### Task data:
·····

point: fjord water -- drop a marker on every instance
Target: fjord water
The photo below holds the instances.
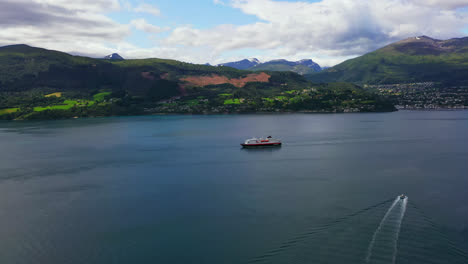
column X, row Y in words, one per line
column 179, row 189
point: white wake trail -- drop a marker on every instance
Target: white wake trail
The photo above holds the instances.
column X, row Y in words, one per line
column 377, row 231
column 400, row 220
column 393, row 224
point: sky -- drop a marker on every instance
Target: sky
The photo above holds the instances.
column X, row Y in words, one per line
column 217, row 31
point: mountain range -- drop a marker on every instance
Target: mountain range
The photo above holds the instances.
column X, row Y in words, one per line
column 302, row 67
column 37, row 83
column 416, row 59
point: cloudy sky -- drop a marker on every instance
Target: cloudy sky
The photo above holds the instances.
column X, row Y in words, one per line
column 215, row 31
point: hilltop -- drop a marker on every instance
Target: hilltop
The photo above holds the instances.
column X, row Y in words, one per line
column 301, row 67
column 417, row 59
column 36, row 83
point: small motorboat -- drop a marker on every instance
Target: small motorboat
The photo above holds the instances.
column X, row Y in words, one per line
column 261, row 142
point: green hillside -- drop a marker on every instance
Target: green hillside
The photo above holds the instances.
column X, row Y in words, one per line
column 420, row 59
column 300, row 69
column 43, row 84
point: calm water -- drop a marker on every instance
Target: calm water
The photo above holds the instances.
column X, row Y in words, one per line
column 179, row 189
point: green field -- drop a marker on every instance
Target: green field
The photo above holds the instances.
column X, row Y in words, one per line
column 232, row 101
column 101, row 96
column 8, row 111
column 67, row 104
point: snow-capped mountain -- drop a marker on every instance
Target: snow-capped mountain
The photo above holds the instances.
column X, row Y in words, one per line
column 302, row 67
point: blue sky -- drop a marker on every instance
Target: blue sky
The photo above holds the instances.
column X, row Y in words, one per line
column 215, row 31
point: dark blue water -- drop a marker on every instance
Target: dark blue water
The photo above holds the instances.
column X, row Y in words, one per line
column 179, row 189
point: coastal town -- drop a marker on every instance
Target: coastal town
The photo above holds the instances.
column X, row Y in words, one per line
column 425, row 95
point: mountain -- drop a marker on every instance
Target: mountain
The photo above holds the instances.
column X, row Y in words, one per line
column 242, row 65
column 114, row 56
column 417, row 59
column 301, row 67
column 36, row 83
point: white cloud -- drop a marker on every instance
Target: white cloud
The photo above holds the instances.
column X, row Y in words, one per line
column 147, row 8
column 76, row 27
column 339, row 28
column 328, row 32
column 141, row 24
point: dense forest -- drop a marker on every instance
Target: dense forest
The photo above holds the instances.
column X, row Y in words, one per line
column 42, row 84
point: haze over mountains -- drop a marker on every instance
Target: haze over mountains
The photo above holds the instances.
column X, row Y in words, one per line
column 301, row 67
column 416, row 59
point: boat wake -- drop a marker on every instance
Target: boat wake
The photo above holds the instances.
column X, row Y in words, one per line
column 385, row 238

·····

### Goal:
Format every line of the material above as a numbered list, skipping blank lines and leaving out any pictures.

### Completed exercise:
1. point: fjord water -- drop a marker on every instance
2. Target: fjord water
3. The photo below holds the instances.
4. column X, row Y in words, one per line
5. column 179, row 189
6. point: white wake trail -- drop a marker on every instance
7. Target: white wake trail
8. The photo above holds the instances.
9. column X, row Y in words, one per line
10. column 377, row 231
11. column 400, row 220
12. column 393, row 224
13. point: sky -- drop a marker on every instance
14. Target: sky
15. The photo above holds the instances.
16. column X, row Y in words, one per line
17. column 217, row 31
18. point: mountain range -- drop a marker on every instance
19. Target: mountain range
20. The photo above holds the instances.
21. column X, row Y in words, one per line
22. column 302, row 67
23. column 37, row 83
24. column 416, row 59
25. point: cloudy sky -- drop a marker on every instance
26. Target: cloudy sky
27. The photo above holds the instances.
28. column X, row Y in words, one per line
29. column 215, row 31
30. point: hilltop -- drop a marker on every instance
31. Target: hilltop
32. The photo above holds the instances.
33. column X, row Y in words, one per line
34. column 301, row 67
35. column 417, row 59
36. column 36, row 83
37. point: small motorboat -- drop a marker on every instance
38. Target: small motorboat
39. The photo above holds the instances.
40. column X, row Y in words, one per line
41. column 261, row 142
42. point: green hillside -- drop a marker on every instance
43. Target: green hillside
44. The photo above holds the instances.
45. column X, row Y in words, one per line
46. column 420, row 59
47. column 300, row 69
48. column 43, row 84
49. point: calm water -- drop a marker on every instance
50. Target: calm water
51. The photo above holds the instances.
52. column X, row Y in words, one per line
53. column 179, row 189
54. point: green field -- drop a marker on every instance
55. Target: green field
56. The photo above holds the instances.
57. column X, row Y in words, one per line
58. column 232, row 101
59. column 101, row 96
60. column 8, row 111
61. column 67, row 104
62. point: snow-capped mountain -- drop a marker on every instance
63. Target: snow-capped mountain
64. The photo above holds the instances.
65. column X, row Y in words, one per line
66. column 302, row 67
67. point: blue sky -- drop a marker on every instance
68. Target: blue sky
69. The photo above holds the instances.
70. column X, row Y in words, one per line
71. column 215, row 31
72. point: dark blue water -- drop a marker on every instance
73. Target: dark blue water
74. The photo above holds the instances.
75. column X, row Y in words, one per line
76. column 179, row 189
77. point: coastal town -- drop a marker on every instance
78. Target: coastal town
79. The photo above holds the instances.
80. column X, row Y in words, one per line
81. column 425, row 95
82. point: mountain -- drop a marker on every instance
83. Target: mountain
84. The photo above holds the instances.
85. column X, row Y in words, one per line
86. column 242, row 65
87. column 114, row 56
88. column 417, row 59
89. column 301, row 67
90. column 36, row 83
91. point: white cloud -- drop a marker on every instance
92. Target: white cloud
93. The photo above holds the instances.
94. column X, row Y in words, one per line
95. column 147, row 8
96. column 76, row 27
97. column 339, row 28
98. column 328, row 32
99. column 141, row 24
100. point: dense forest -- drop a marker on every instance
101. Target: dense forest
102. The photo above holds the instances.
103. column X, row Y in words, one per line
104. column 42, row 84
105. point: haze over mountains -- drop a marker on every instance
106. Target: haze over mountains
107. The photo above holds the instances.
108. column X, row Y in words, one per line
109. column 301, row 67
110. column 416, row 59
111. point: boat wake -- drop a marker on every instance
112. Target: boat wake
113. The photo above holds the instances.
114. column X, row Y in words, one per line
115. column 385, row 238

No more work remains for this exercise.